→ **ПРЕДЛОЖЕННЫЙ ОТРЫВОК**:
______________________________

В. Рыжков: 1945-1946
―
начало холодной войны.
Ю. Борко
―
Ну конечно.
В. Дымарский
―
То есть, это Трумэн уже.
В. Рыжков
―
Но и Рузвельт, видимо.
Ю. Борко
―
Да. Но Рузвельт умер.
В. Дымарский
―
Рузвельт тоже, да?
Ю. Борко
―
Да, да.
В. Дымарский
―
Это решение Трумэна скорее.
Ю. Борко
―
Трумэна. И не только Трумэна. Он был не так уж силен, чтобы единолично решать, это…
В. Дымарский
―
Ну, как обычно в Америке.
В. Рыжков
―
Американский истеблишмент.
Ю. Борко
―
Совершенно верно.
В. Рыжков
―
Юрий Антонович, а вот чья была идея о европейской интеграции? Это была идея американцев, чтобы среди своих союзников на западе Европы создать такую интеграцию, или все-таки это придумали сами европейцы?

______________________________

→ **ИСХОДНЫЕ ДАННЫЕ**:
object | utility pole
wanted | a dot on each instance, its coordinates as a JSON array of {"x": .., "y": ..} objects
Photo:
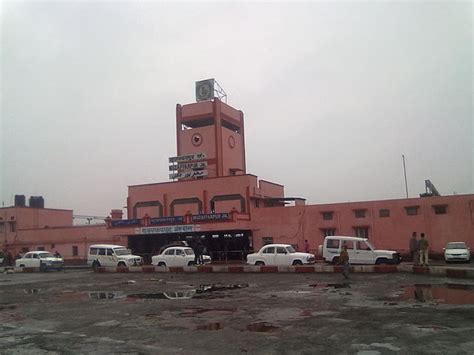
[{"x": 405, "y": 172}]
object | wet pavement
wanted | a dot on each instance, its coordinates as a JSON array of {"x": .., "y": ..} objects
[{"x": 84, "y": 312}]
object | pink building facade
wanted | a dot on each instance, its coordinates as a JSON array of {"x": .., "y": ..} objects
[{"x": 213, "y": 199}]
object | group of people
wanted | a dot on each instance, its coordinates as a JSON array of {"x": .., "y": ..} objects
[{"x": 419, "y": 249}]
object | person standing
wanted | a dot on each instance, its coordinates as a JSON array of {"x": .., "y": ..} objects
[
  {"x": 423, "y": 247},
  {"x": 414, "y": 249},
  {"x": 344, "y": 260},
  {"x": 306, "y": 246}
]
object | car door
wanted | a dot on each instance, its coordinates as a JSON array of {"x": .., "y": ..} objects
[
  {"x": 363, "y": 254},
  {"x": 282, "y": 256},
  {"x": 169, "y": 257},
  {"x": 268, "y": 255},
  {"x": 34, "y": 261}
]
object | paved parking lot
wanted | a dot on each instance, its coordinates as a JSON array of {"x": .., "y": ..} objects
[{"x": 83, "y": 312}]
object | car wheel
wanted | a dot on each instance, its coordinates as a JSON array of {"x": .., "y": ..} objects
[{"x": 95, "y": 265}]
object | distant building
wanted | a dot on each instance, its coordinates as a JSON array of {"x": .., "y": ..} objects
[{"x": 212, "y": 198}]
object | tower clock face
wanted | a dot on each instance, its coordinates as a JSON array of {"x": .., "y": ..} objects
[{"x": 196, "y": 139}]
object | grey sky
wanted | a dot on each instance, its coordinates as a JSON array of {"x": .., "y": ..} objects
[{"x": 333, "y": 94}]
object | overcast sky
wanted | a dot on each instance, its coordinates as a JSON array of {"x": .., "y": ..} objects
[{"x": 333, "y": 94}]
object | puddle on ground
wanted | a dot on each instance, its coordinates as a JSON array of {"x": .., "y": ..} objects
[
  {"x": 202, "y": 291},
  {"x": 335, "y": 285},
  {"x": 262, "y": 327},
  {"x": 210, "y": 326},
  {"x": 439, "y": 293}
]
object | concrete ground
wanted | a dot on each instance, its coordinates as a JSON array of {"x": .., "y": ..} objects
[{"x": 83, "y": 312}]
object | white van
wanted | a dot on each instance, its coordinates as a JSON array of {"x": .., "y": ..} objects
[
  {"x": 111, "y": 255},
  {"x": 360, "y": 251}
]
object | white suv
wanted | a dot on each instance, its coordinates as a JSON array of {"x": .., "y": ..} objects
[
  {"x": 360, "y": 251},
  {"x": 111, "y": 255}
]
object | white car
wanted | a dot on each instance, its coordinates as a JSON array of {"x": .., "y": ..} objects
[
  {"x": 43, "y": 260},
  {"x": 457, "y": 251},
  {"x": 279, "y": 254},
  {"x": 360, "y": 251},
  {"x": 177, "y": 256},
  {"x": 112, "y": 255}
]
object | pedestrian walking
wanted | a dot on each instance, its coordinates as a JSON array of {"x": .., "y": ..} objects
[
  {"x": 344, "y": 260},
  {"x": 423, "y": 247},
  {"x": 414, "y": 249}
]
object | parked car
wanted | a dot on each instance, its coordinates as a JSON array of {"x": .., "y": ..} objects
[
  {"x": 360, "y": 250},
  {"x": 457, "y": 251},
  {"x": 111, "y": 255},
  {"x": 279, "y": 254},
  {"x": 177, "y": 256},
  {"x": 41, "y": 259}
]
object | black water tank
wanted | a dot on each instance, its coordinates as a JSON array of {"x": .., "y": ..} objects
[
  {"x": 36, "y": 202},
  {"x": 20, "y": 200}
]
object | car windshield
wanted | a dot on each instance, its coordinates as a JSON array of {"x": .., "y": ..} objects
[
  {"x": 456, "y": 246},
  {"x": 122, "y": 251}
]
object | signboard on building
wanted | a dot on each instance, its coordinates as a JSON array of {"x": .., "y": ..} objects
[
  {"x": 167, "y": 220},
  {"x": 168, "y": 229},
  {"x": 186, "y": 166},
  {"x": 211, "y": 217},
  {"x": 188, "y": 158},
  {"x": 189, "y": 174}
]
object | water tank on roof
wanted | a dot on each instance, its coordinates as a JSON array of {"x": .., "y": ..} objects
[
  {"x": 20, "y": 200},
  {"x": 36, "y": 202}
]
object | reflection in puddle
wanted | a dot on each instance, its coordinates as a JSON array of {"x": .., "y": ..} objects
[
  {"x": 335, "y": 285},
  {"x": 442, "y": 293},
  {"x": 196, "y": 293},
  {"x": 210, "y": 326},
  {"x": 262, "y": 327}
]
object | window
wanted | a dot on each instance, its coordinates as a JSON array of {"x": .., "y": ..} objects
[
  {"x": 269, "y": 250},
  {"x": 361, "y": 232},
  {"x": 327, "y": 216},
  {"x": 267, "y": 240},
  {"x": 362, "y": 246},
  {"x": 412, "y": 210},
  {"x": 328, "y": 231},
  {"x": 440, "y": 209},
  {"x": 332, "y": 244}
]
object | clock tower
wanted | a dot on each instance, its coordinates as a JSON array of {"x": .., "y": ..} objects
[{"x": 213, "y": 128}]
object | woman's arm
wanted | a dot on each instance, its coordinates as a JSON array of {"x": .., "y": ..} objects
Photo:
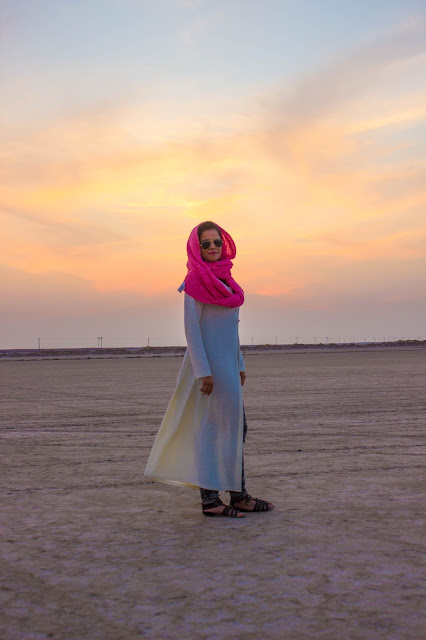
[{"x": 192, "y": 314}]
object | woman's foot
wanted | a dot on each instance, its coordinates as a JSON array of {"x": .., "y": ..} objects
[
  {"x": 218, "y": 509},
  {"x": 249, "y": 504}
]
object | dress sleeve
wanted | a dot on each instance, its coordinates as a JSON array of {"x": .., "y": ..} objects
[
  {"x": 197, "y": 352},
  {"x": 241, "y": 361}
]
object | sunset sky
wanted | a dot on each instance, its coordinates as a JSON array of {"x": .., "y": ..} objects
[{"x": 297, "y": 125}]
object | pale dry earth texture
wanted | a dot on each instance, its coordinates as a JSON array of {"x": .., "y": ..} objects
[{"x": 91, "y": 550}]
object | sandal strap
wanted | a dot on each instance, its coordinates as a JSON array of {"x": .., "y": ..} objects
[{"x": 230, "y": 512}]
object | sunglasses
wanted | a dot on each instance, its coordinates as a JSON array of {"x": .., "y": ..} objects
[{"x": 205, "y": 244}]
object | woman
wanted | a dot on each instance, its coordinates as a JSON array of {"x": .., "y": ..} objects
[{"x": 200, "y": 441}]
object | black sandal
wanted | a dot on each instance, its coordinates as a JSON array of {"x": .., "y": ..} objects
[
  {"x": 228, "y": 512},
  {"x": 261, "y": 505}
]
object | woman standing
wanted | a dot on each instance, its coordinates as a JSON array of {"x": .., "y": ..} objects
[{"x": 200, "y": 441}]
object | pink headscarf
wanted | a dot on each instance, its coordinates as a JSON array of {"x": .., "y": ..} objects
[{"x": 202, "y": 280}]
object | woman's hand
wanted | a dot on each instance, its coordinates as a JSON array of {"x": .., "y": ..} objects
[{"x": 207, "y": 386}]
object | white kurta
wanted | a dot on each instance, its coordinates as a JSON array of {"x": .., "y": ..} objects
[{"x": 200, "y": 440}]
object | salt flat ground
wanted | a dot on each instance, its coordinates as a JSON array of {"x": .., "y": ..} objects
[{"x": 92, "y": 550}]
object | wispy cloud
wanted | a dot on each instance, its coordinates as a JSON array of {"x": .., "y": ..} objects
[{"x": 110, "y": 195}]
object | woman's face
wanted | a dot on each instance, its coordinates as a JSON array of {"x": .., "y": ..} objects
[{"x": 212, "y": 253}]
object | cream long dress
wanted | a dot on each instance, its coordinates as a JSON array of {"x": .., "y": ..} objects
[{"x": 200, "y": 440}]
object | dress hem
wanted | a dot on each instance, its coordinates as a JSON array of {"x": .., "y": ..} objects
[{"x": 184, "y": 483}]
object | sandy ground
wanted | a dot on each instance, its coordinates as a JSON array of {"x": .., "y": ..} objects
[{"x": 90, "y": 549}]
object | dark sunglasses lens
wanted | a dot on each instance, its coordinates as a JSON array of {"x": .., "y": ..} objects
[{"x": 206, "y": 243}]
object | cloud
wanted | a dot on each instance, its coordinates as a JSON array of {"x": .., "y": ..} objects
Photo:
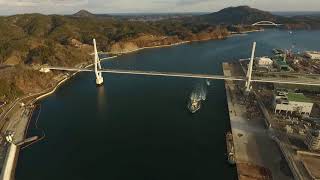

______________________________

→ **ЗАДАНИЕ 1**:
Ответьте по беседе о начале холодной войны:
(а) Какие годы Рыжков называет началом холодной войны?
(б) Какой президент США, по словам Борко, к тому времени умер?
(в) Как Рыжков обращается к Борко, задавая вопрос о европейской интеграции?
→ **ЗАДАНИЕ 2**: Перескажите беседу о начале холодной войны в двух предложениях.
→ **ЗАДАНИЕ 3**: Подхватите беседу о начале холодной войны и продолжите ее после последней реплики.
Данные никак не связаны с отрывком.

→ **ИТОГОВЫЙ ОТВЕТ 1**:
(а) 1945–1946 годы.
(б) Рузвельт.
(в) «Юрий Антонович».

→ **ИТОГОВЫЙ ОТВЕТ 2**: Собеседники относят начало холодной войны к 1945–1946 годам и связывают решение скорее с Трумэном, так как Рузвельт умер. Борко считает, что Трумэн был недостаточно силен, чтобы решать единолично, и соглашается, что за решением стоял американский истеблишмент, а Рыжков спрашивает, придумали идею европейской интеграции американцы или сами европейцы.

→ **ИТОГОВЫЙ ОТВЕТ 3**:
Ю. Борко
―
Это европейская идея.
В. Рыжков
―
Расскажите об этом, как это было?
Ю. Борко
―
Понимаете, вот мы остановились, 1946 год, выступление Черчилля. Вот говорят все: Фултонская речь. Фултонская речь никакой роли в реальной истории не сыграла, он был статистом уже, был Лондон, был Вашингтон и была Москва. Он просто как умный человек зафиксировал ситуацию, сформулировал: холодная война и все прочее. А вот его речь в Цюрихе сыграла огромную роль, потому что он был на голову выше по своему престижу, чем все остальные европейские политики.
В. Рыжков
―
Рядом никто не стоял. А де Голль?
Ю. Борко
―
Нет.
В. Дымарский
―
Ну что де Голль?..
В. Рыжков
―
Виталий, ну ты-то франкофил, уж ты-то поддержи генерала де Голля.
Ю. Борко
―
Нет, конечно, выдающийся…
В. Дымарский
―
Я могу его поддержать, но он только пришел к власти…
В. Рыжков
―
Да и то он был коротко у власти.
В. Дымарский
―
Черчилль все-таки победитель в войне. Де Голль – условный победитель в войне.
Ю. Борко
―
Конечно.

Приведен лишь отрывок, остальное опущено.